▶ JOB
Collect every line of the listing below that contains the word "stone", matching case exactly.

▶ TASK DATA
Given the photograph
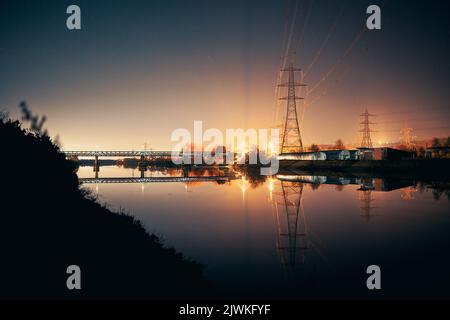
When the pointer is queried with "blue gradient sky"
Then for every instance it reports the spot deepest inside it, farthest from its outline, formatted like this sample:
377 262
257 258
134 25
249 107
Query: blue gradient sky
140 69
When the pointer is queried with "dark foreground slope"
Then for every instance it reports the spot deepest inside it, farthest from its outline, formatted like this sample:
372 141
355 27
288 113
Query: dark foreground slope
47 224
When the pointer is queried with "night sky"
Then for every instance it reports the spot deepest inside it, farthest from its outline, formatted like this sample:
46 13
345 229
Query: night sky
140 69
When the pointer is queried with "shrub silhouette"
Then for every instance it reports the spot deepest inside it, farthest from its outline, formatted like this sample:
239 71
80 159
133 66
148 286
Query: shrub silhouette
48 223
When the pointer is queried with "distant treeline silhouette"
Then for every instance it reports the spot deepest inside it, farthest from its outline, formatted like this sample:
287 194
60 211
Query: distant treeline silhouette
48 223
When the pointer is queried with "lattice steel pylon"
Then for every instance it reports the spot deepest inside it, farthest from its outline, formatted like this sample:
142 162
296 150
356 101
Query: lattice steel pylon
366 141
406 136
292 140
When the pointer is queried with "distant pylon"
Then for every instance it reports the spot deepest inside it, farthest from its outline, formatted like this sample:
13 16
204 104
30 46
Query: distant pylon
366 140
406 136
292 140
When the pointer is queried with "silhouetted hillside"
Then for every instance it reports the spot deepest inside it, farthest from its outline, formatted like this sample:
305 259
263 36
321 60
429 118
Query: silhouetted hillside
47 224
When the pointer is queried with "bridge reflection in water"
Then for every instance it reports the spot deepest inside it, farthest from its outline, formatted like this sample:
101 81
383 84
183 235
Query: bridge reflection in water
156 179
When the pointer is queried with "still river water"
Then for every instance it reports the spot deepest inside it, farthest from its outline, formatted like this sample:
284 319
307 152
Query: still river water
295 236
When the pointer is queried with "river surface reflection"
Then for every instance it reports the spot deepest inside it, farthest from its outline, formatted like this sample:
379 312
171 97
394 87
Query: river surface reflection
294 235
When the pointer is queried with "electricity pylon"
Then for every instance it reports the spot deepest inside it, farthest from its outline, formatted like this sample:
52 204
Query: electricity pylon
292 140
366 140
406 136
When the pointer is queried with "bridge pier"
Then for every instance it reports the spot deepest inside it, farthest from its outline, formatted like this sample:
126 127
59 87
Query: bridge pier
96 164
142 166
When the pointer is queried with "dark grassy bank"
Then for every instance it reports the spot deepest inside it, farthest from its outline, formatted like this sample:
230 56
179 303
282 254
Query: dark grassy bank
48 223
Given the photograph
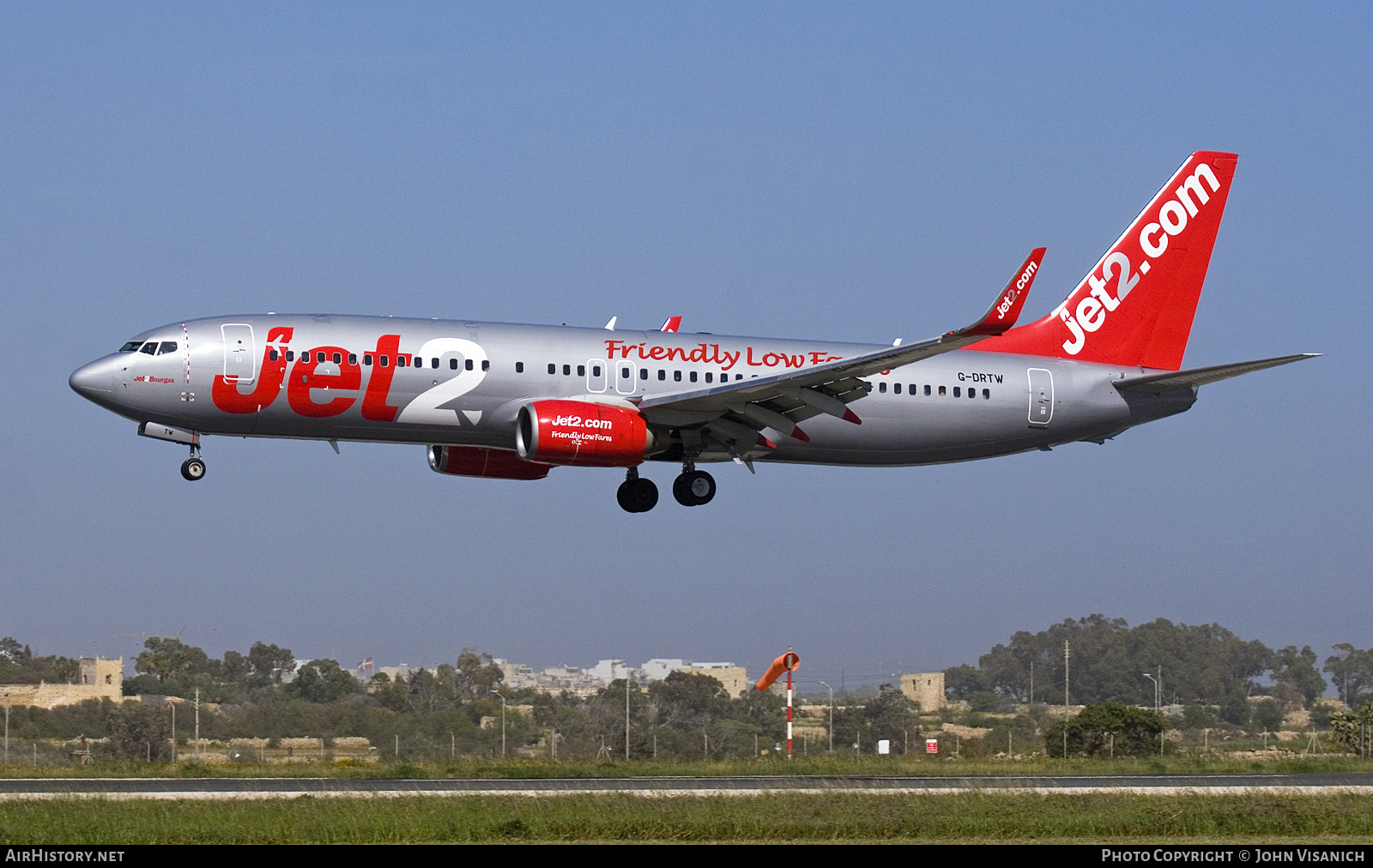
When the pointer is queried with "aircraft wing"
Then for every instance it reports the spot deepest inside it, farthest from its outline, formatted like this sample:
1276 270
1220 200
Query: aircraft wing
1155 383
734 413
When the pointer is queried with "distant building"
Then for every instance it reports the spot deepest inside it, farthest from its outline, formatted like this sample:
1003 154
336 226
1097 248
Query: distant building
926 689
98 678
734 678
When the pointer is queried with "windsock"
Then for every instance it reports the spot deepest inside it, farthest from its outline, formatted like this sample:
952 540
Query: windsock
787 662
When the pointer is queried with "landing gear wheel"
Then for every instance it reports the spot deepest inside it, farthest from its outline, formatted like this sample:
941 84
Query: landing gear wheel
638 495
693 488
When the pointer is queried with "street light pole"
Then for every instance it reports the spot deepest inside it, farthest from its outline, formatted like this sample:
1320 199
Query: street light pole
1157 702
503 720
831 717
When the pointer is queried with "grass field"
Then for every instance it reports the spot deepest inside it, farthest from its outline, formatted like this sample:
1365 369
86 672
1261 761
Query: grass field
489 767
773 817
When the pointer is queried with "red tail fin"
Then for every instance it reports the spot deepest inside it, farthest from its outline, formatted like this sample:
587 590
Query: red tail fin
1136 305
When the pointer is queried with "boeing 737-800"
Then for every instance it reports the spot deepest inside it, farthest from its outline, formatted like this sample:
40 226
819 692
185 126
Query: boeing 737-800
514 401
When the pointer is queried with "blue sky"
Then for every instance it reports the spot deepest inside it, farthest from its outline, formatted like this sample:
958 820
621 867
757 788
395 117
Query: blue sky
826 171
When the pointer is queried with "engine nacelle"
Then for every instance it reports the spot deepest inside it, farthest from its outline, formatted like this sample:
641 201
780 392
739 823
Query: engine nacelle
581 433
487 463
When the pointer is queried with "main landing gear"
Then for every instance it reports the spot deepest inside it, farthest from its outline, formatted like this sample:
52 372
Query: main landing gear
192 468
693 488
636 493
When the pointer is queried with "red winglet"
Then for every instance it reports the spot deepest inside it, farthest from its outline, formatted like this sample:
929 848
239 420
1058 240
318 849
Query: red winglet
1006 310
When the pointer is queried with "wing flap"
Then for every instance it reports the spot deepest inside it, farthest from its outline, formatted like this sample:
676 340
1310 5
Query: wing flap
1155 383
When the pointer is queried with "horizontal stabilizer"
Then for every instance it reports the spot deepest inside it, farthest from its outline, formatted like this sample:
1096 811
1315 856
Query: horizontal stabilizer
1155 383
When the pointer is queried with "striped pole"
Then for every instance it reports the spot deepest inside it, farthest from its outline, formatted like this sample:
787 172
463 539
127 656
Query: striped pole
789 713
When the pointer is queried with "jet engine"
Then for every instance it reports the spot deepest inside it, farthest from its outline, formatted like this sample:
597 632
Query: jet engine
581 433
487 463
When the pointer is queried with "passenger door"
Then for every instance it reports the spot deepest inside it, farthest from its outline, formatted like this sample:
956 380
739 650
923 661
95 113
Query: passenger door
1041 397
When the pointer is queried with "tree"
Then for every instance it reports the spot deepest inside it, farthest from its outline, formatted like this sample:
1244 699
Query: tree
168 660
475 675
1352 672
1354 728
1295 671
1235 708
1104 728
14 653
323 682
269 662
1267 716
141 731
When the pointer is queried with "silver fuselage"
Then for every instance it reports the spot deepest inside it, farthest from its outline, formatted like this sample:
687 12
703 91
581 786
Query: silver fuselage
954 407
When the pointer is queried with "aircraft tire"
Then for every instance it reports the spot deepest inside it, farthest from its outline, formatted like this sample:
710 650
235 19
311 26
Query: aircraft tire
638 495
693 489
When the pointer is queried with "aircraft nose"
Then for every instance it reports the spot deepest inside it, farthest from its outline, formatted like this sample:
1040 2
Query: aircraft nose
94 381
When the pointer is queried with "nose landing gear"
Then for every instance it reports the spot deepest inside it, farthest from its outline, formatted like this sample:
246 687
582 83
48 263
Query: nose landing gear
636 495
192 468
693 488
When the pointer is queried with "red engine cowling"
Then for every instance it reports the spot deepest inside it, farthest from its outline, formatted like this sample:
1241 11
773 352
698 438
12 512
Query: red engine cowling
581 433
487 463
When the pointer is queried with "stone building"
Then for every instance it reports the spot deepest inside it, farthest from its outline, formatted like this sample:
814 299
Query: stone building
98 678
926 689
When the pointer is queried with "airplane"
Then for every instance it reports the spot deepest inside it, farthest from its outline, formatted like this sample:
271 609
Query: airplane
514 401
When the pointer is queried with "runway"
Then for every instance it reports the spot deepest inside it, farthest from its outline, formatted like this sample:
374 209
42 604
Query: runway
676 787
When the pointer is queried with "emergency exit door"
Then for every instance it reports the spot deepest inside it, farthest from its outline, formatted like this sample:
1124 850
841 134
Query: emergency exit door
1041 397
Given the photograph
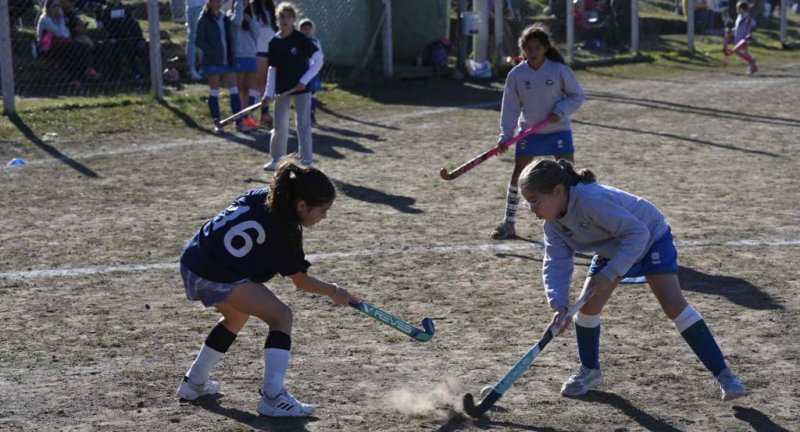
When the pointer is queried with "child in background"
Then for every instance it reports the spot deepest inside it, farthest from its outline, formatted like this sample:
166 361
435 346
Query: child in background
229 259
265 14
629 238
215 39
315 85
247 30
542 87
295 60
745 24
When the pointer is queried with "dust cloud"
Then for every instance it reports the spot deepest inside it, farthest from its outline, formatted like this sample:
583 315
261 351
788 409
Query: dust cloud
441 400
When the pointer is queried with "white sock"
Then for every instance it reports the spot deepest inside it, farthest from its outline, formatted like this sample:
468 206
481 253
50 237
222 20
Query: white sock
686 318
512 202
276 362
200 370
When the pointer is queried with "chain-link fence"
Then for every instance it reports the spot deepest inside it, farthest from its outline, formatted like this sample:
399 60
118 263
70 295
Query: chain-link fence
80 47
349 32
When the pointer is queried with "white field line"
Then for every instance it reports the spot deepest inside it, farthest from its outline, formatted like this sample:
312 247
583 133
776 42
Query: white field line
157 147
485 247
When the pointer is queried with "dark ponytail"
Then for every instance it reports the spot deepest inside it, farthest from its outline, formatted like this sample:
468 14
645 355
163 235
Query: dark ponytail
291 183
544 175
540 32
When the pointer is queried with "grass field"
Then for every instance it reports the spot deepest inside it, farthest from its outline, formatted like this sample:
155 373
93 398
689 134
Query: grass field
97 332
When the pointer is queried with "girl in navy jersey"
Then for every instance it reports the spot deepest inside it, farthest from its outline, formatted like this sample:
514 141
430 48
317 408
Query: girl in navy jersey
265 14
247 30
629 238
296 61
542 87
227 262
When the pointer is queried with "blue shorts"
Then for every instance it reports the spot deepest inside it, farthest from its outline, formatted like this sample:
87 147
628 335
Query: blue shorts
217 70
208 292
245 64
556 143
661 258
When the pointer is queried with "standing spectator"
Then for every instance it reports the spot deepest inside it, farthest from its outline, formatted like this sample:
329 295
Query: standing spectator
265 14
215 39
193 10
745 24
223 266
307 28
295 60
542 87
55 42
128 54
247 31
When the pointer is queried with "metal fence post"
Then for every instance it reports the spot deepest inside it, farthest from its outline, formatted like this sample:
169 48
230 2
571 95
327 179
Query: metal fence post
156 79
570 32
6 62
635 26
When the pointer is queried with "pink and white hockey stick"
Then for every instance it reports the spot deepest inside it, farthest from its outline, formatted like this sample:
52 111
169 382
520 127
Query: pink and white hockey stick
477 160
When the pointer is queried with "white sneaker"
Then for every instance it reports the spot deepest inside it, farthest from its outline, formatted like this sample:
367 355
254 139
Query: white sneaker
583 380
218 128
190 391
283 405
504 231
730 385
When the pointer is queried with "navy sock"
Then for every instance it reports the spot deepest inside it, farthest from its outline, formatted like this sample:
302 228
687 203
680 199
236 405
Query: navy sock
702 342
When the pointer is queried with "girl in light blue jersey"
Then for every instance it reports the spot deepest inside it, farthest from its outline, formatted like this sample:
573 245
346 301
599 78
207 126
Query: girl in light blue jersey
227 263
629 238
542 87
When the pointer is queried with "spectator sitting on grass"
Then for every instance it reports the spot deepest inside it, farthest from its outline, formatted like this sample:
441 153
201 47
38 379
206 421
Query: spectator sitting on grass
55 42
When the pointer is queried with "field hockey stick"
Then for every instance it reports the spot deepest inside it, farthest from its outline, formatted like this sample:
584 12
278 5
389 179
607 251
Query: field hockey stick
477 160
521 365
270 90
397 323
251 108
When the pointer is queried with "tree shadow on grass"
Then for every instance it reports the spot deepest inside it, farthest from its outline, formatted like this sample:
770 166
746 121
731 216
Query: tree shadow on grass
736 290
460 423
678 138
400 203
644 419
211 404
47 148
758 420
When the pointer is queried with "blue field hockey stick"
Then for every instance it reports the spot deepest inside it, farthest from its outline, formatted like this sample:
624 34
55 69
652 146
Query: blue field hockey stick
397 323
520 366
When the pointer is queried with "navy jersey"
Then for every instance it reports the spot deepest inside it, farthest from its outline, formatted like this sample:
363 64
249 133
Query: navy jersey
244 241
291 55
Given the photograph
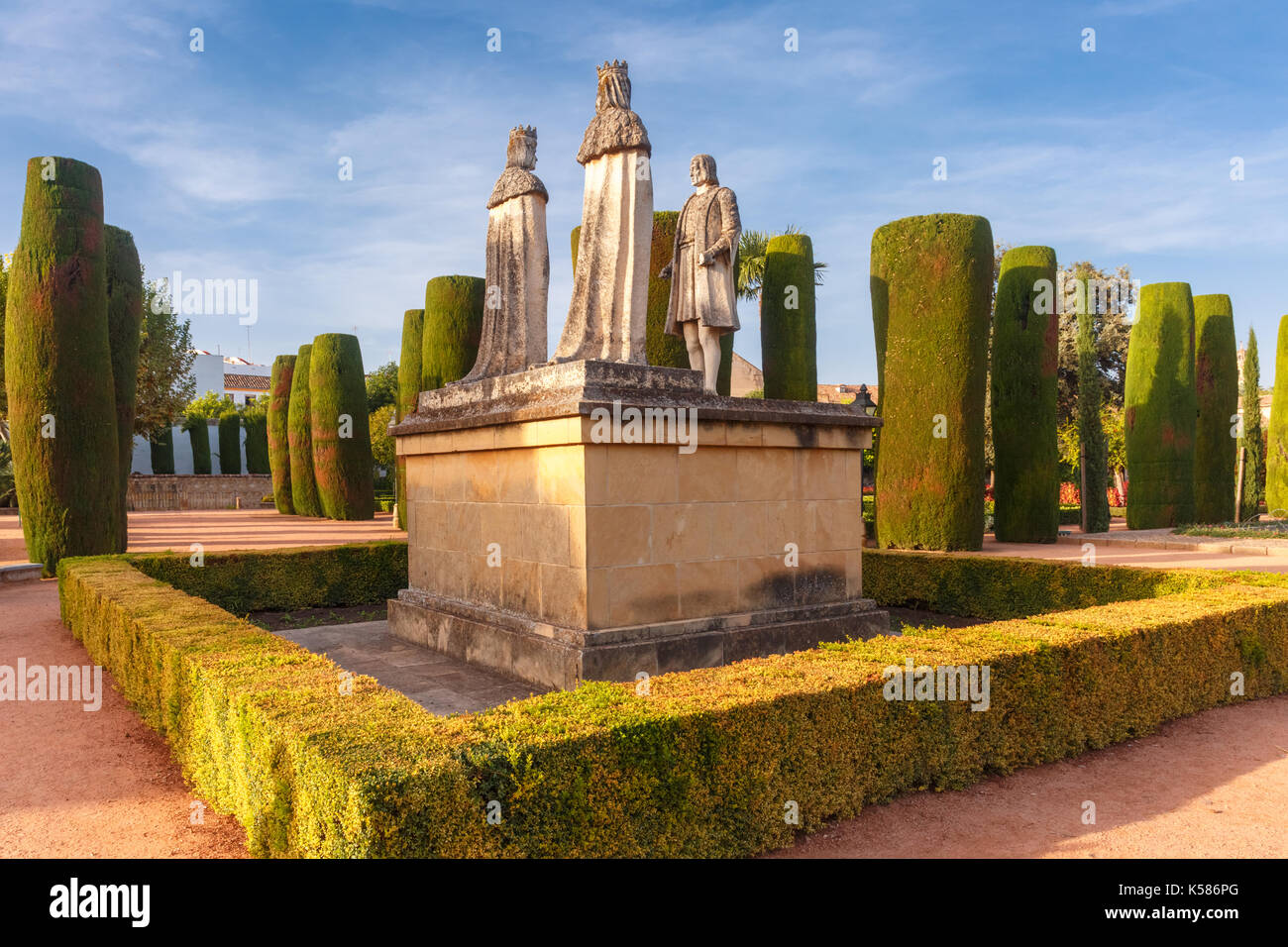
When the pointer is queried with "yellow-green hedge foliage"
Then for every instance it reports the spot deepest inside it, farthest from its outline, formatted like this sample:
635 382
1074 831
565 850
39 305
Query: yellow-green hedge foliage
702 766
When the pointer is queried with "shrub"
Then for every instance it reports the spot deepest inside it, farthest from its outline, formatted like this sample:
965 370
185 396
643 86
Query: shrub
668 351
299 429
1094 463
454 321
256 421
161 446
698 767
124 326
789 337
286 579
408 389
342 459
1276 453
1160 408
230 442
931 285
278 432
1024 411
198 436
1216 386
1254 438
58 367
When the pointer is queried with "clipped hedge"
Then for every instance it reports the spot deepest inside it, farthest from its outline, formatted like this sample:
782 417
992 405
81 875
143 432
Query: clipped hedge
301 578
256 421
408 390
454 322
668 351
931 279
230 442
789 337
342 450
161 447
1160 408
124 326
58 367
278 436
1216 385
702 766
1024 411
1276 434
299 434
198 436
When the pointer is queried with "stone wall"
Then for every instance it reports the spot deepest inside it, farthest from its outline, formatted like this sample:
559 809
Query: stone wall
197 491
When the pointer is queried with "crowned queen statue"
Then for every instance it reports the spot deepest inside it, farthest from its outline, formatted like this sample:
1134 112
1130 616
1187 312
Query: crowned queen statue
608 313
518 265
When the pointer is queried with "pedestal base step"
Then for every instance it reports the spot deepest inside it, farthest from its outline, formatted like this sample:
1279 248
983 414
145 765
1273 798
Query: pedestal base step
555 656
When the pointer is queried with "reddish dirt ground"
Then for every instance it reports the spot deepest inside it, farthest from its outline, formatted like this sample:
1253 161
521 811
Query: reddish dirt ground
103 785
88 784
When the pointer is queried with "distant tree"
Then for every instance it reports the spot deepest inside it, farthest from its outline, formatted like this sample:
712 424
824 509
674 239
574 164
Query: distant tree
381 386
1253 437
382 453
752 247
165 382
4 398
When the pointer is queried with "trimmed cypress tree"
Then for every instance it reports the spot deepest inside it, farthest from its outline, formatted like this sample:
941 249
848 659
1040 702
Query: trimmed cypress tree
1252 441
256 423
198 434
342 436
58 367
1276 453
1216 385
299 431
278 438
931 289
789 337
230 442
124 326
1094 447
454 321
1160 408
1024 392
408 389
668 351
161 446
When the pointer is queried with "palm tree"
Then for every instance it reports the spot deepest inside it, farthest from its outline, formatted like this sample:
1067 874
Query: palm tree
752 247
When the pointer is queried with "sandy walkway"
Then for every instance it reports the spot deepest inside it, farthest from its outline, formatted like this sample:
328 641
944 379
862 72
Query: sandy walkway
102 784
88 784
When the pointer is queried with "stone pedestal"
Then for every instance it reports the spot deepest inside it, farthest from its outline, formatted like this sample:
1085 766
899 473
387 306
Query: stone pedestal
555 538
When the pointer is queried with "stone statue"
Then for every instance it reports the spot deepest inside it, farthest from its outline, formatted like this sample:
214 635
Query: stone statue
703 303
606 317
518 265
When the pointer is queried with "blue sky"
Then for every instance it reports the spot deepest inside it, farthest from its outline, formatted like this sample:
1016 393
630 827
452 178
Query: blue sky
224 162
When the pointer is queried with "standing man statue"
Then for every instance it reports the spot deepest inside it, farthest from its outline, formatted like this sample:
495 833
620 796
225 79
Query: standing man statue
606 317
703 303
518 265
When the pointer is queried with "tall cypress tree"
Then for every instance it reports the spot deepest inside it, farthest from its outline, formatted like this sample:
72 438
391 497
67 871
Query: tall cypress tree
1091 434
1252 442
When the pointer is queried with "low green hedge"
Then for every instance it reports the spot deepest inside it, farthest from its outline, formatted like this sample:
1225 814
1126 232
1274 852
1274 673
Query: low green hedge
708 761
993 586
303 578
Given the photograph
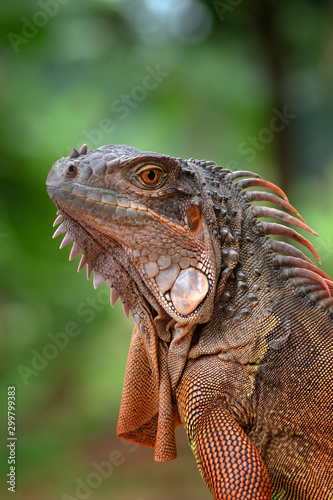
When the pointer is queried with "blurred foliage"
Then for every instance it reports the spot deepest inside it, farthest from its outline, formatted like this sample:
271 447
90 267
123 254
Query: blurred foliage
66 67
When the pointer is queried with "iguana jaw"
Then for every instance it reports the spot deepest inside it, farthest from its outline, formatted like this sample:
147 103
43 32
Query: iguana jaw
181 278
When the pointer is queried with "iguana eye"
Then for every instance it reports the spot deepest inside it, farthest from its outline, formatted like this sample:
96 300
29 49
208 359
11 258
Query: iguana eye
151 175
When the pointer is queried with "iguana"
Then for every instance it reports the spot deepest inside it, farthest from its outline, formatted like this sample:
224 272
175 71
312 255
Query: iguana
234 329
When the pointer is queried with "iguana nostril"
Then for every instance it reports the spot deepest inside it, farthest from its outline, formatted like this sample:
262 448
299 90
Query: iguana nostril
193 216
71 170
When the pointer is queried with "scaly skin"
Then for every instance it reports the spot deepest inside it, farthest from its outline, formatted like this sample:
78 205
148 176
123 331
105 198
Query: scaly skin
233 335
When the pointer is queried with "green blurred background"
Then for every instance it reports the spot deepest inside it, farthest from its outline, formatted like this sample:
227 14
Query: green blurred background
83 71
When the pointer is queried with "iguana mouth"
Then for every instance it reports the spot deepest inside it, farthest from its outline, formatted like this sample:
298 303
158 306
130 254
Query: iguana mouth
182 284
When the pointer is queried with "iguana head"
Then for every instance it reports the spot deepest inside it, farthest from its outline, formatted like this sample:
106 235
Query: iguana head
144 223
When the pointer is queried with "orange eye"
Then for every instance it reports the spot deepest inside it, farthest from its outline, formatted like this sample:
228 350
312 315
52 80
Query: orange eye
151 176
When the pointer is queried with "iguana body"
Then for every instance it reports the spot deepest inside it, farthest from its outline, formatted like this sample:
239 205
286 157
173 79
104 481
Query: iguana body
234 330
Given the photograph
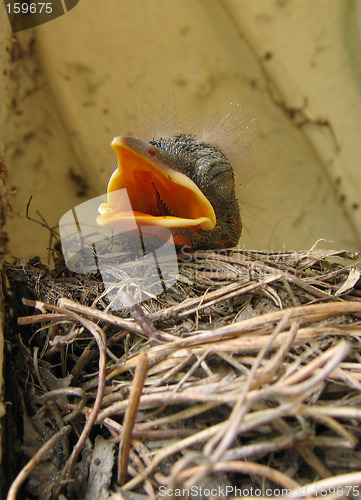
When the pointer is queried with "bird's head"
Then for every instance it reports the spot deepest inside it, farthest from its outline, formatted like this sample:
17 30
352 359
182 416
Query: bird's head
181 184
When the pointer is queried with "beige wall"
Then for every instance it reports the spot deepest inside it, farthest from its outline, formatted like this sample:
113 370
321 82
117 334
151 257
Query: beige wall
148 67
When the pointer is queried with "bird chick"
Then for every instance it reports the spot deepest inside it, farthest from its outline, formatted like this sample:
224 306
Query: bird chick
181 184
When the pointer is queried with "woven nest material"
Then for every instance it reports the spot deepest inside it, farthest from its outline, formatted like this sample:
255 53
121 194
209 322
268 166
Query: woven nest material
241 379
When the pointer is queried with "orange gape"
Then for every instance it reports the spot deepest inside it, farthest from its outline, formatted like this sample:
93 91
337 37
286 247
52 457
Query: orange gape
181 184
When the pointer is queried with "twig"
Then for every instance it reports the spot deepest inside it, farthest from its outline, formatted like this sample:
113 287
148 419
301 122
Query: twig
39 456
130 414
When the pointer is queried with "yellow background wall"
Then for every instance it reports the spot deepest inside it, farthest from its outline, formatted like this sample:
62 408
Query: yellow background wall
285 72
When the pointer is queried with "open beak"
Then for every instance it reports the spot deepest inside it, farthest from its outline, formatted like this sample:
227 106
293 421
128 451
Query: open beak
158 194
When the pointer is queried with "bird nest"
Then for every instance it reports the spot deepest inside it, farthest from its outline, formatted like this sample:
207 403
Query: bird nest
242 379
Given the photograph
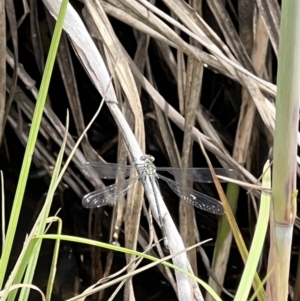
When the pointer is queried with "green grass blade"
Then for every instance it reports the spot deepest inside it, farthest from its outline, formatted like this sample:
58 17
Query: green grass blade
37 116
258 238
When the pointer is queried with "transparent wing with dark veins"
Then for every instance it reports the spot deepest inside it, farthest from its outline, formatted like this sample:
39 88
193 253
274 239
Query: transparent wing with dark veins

▶ SOLVED PROBLEM
When the pointer is queried with "stone building"
Query: stone building
When the pointer is queried with "stone wall"
Query: stone wall
When the pointer is queried with "stone pedestal"
Query: stone pedestal
When the pointer is queried with "stone statue"
Query: stone statue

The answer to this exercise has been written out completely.